◆ Request
Are you able to retype all the records below exactly?

%%

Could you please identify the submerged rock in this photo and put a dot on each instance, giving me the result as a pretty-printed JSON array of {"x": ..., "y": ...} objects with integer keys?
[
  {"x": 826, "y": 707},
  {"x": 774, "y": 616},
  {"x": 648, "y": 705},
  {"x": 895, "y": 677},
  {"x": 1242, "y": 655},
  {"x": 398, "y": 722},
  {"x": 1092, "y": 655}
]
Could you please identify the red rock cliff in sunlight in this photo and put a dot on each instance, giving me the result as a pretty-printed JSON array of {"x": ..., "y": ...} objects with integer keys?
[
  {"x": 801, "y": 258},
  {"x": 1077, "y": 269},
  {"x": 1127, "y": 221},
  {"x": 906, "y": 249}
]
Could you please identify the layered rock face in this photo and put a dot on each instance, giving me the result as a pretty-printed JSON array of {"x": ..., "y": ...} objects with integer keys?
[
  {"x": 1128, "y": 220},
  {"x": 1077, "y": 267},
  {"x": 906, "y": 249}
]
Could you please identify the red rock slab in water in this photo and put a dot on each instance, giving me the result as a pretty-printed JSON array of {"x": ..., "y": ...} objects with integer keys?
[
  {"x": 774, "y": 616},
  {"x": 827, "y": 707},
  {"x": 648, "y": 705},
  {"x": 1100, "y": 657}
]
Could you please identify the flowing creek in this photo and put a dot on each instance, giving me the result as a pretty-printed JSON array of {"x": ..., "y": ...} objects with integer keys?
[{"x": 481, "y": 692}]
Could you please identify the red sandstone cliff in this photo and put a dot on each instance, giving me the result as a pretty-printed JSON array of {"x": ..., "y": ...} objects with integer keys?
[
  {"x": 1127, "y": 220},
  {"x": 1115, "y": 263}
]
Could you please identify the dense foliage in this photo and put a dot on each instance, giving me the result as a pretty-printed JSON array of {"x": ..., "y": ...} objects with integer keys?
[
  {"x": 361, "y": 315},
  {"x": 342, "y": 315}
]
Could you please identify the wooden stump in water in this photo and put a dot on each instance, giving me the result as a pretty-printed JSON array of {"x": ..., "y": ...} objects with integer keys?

%%

◆ Answer to this task
Could you please identify the submerged rock in this photo and put a dot on each instance, giving me the result as a pretty-printed JSON array of {"x": ..., "y": ...} objects with integer keys?
[
  {"x": 826, "y": 707},
  {"x": 774, "y": 616},
  {"x": 648, "y": 705},
  {"x": 895, "y": 677},
  {"x": 1242, "y": 655},
  {"x": 398, "y": 722},
  {"x": 1092, "y": 655}
]
Could you please identify the red rock cliff in sunlight in this photo and put a dot on each instance, giving me the result as a pretty-printed JSON array of {"x": ..., "y": ...} objects with integer keys?
[
  {"x": 801, "y": 258},
  {"x": 1077, "y": 269},
  {"x": 1127, "y": 221},
  {"x": 906, "y": 249}
]
Could you please identify the layered rock face in this photo and put a dot on each instance, giving me the result as a pretty-printed JSON array of {"x": ..., "y": ...} objects with integer keys?
[
  {"x": 1128, "y": 220},
  {"x": 1077, "y": 267},
  {"x": 906, "y": 249}
]
Could you please identify the red rock slab in water in this photo and put a dot on each instance, giving me the result as a pretty-printed JSON array of {"x": ..., "y": ...} objects with integer keys?
[
  {"x": 774, "y": 616},
  {"x": 827, "y": 707},
  {"x": 648, "y": 705},
  {"x": 1100, "y": 657}
]
Could you please identify the flowing creek in this photo and put a dot on each instance, giving me the result as a pretty-printed JSON array of {"x": ..., "y": ...} objects with integer keys?
[{"x": 481, "y": 692}]
Could you please identify the red sandstone cliff in this photo and put a dot on each instance, giving me the result as a pretty-printed JSON array of {"x": ..., "y": ...} objects with integer keys?
[
  {"x": 1127, "y": 220},
  {"x": 1115, "y": 263}
]
Could you please identify the dense foliage in this photo and put a dot on each instance, giving me the result as a pretty-printed JSON array of {"x": ..., "y": ...} objects with integer keys?
[
  {"x": 361, "y": 315},
  {"x": 342, "y": 315}
]
Could you please identify the wooden stump in water in this photo and put a dot on each instance, giving me the result as a pretty-printed JSON array of {"x": ..., "y": ...} objects with integer keys?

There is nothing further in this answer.